Stored records
━━━━
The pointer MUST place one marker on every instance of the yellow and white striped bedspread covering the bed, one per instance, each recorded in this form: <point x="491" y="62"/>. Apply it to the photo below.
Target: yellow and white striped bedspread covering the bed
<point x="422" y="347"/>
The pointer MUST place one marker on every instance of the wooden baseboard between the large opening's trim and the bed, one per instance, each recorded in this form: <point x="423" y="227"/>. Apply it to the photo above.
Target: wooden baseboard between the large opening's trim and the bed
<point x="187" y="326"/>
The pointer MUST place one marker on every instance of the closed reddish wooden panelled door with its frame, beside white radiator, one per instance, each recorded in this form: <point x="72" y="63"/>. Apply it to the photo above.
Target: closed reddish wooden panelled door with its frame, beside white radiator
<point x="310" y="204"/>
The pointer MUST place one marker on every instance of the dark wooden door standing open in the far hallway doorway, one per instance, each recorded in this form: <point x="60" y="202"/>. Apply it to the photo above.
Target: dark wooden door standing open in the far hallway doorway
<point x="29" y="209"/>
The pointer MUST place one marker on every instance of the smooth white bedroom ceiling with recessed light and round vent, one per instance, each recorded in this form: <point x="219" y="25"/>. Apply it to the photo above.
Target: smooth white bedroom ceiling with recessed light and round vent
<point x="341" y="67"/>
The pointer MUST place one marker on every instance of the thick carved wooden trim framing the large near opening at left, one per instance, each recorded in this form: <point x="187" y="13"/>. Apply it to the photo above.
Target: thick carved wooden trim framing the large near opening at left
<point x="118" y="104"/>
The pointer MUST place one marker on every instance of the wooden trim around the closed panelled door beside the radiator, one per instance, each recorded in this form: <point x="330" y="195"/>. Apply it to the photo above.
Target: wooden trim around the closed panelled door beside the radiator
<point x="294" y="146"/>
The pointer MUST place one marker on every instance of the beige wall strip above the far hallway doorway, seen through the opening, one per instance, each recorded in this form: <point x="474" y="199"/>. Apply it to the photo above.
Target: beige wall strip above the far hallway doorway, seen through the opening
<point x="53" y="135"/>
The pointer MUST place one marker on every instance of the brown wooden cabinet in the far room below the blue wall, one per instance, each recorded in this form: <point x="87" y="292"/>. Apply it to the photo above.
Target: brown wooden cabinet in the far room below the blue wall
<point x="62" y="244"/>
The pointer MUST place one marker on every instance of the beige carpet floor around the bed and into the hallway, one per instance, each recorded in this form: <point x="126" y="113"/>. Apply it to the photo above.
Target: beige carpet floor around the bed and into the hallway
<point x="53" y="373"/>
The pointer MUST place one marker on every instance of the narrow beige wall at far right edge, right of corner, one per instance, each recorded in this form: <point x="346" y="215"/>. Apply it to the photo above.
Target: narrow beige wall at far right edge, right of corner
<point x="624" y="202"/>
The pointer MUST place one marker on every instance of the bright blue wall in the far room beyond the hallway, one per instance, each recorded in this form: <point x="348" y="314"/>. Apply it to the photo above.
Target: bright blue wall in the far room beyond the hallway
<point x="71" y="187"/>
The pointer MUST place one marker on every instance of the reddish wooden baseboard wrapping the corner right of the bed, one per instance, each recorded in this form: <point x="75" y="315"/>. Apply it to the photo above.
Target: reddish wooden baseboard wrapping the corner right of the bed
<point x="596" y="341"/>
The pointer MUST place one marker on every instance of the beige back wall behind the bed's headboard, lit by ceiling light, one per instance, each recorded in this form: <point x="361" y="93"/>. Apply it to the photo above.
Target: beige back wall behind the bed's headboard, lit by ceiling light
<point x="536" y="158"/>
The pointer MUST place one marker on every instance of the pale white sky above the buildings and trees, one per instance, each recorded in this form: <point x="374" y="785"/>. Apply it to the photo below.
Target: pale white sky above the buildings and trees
━━━━
▸ Task instructions
In the records above, how many lines hold the string "buildings"? Only the number should be given.

▸ The answer
2